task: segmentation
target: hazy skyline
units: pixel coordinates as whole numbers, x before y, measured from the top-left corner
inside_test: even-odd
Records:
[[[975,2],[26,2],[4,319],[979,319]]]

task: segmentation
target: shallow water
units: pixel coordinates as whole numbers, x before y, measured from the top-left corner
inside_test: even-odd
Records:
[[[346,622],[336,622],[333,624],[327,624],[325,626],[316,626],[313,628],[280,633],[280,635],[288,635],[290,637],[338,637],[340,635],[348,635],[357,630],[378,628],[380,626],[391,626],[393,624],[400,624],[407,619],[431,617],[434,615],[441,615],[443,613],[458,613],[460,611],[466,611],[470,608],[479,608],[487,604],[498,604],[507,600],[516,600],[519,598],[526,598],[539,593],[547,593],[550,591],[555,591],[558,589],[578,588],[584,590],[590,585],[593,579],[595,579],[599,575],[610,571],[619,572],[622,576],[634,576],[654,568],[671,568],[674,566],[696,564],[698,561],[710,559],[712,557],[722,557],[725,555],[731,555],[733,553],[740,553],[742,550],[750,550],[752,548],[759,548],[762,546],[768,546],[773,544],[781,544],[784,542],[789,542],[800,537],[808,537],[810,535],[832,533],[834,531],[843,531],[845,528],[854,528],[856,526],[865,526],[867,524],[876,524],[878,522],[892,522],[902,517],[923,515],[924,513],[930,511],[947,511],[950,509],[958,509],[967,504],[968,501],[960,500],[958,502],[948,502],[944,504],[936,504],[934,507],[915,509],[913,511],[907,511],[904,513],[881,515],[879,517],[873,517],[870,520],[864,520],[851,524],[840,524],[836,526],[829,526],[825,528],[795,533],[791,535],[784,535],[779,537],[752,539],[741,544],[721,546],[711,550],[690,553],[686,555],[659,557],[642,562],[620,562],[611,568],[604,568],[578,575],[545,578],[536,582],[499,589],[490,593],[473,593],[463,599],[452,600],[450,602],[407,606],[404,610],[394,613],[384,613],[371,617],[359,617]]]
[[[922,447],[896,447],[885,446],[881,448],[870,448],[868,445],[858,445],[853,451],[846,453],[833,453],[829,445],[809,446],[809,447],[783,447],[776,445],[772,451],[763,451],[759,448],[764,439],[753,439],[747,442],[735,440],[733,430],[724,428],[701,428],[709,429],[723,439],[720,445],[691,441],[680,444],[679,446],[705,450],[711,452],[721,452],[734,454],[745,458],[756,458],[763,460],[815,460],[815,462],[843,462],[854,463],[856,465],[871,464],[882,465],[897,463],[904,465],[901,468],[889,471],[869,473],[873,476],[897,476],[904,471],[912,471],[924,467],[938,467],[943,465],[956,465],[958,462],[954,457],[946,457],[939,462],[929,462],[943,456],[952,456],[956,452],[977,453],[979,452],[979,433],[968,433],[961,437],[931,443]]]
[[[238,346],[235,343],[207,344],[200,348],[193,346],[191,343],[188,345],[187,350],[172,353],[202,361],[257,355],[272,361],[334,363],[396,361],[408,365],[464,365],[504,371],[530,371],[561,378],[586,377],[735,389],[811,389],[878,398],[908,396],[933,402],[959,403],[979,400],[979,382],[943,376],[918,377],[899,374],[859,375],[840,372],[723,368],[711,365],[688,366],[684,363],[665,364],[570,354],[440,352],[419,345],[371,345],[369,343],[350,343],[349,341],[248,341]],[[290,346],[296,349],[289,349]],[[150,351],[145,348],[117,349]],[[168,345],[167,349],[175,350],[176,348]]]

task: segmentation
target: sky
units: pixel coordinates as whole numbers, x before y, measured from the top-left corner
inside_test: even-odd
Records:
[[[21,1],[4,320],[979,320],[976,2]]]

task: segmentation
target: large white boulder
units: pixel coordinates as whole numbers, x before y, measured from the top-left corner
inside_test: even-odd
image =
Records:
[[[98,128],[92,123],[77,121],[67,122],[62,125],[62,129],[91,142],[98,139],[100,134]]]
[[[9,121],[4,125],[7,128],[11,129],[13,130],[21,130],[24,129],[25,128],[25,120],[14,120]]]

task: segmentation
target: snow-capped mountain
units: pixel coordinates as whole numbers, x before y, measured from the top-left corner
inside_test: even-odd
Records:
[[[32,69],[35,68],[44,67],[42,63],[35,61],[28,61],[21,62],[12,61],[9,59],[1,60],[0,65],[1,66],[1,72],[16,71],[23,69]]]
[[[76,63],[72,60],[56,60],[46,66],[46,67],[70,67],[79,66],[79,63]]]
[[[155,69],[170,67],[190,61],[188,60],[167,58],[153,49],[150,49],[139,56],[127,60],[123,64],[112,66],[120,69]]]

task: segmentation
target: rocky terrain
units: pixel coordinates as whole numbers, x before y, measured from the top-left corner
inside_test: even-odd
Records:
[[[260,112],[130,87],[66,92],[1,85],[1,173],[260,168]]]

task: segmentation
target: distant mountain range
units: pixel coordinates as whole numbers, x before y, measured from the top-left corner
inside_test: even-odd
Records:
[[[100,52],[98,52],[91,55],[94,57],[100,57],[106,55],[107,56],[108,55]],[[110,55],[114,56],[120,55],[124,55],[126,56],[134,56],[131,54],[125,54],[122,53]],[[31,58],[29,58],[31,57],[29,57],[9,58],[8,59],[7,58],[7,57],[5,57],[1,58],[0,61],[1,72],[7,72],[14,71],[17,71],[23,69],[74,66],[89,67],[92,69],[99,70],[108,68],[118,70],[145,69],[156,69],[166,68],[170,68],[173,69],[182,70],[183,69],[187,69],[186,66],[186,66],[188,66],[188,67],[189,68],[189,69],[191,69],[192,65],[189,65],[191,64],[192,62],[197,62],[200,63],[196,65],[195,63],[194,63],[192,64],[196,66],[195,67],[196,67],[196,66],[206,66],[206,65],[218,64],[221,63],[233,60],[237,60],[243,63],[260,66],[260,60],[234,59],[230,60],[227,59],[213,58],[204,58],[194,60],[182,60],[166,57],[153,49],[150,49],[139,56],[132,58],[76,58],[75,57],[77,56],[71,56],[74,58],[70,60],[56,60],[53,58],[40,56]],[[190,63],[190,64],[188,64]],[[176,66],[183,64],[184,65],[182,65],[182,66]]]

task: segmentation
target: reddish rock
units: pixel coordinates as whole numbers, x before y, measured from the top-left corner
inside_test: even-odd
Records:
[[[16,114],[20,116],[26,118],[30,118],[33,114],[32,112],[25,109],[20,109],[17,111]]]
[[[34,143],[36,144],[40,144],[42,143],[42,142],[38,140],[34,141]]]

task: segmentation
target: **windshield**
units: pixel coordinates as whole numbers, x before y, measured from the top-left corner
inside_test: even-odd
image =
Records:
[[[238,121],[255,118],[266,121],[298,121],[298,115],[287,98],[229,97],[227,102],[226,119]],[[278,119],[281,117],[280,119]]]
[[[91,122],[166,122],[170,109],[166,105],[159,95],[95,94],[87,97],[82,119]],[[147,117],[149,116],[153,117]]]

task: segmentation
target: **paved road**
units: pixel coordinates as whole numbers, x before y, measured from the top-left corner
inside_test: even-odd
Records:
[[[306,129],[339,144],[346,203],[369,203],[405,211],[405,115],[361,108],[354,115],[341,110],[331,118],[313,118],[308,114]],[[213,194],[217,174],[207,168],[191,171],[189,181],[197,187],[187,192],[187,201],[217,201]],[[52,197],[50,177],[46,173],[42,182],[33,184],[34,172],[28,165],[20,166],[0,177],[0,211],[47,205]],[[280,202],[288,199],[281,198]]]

■ REQUIRED TASK
Can you retype the rows word for word, beginning at the very first line and continuing through the line that contains "[[[975,2],[26,2],[4,319],[979,319]]]"?

■ TASK RESULT
task: segmentation
target: hazy skyline
units: pixel coordinates as whole numbers, x before y, measured from the top-left corner
inside_test: even-odd
Records:
[[[975,2],[26,2],[4,319],[979,319]]]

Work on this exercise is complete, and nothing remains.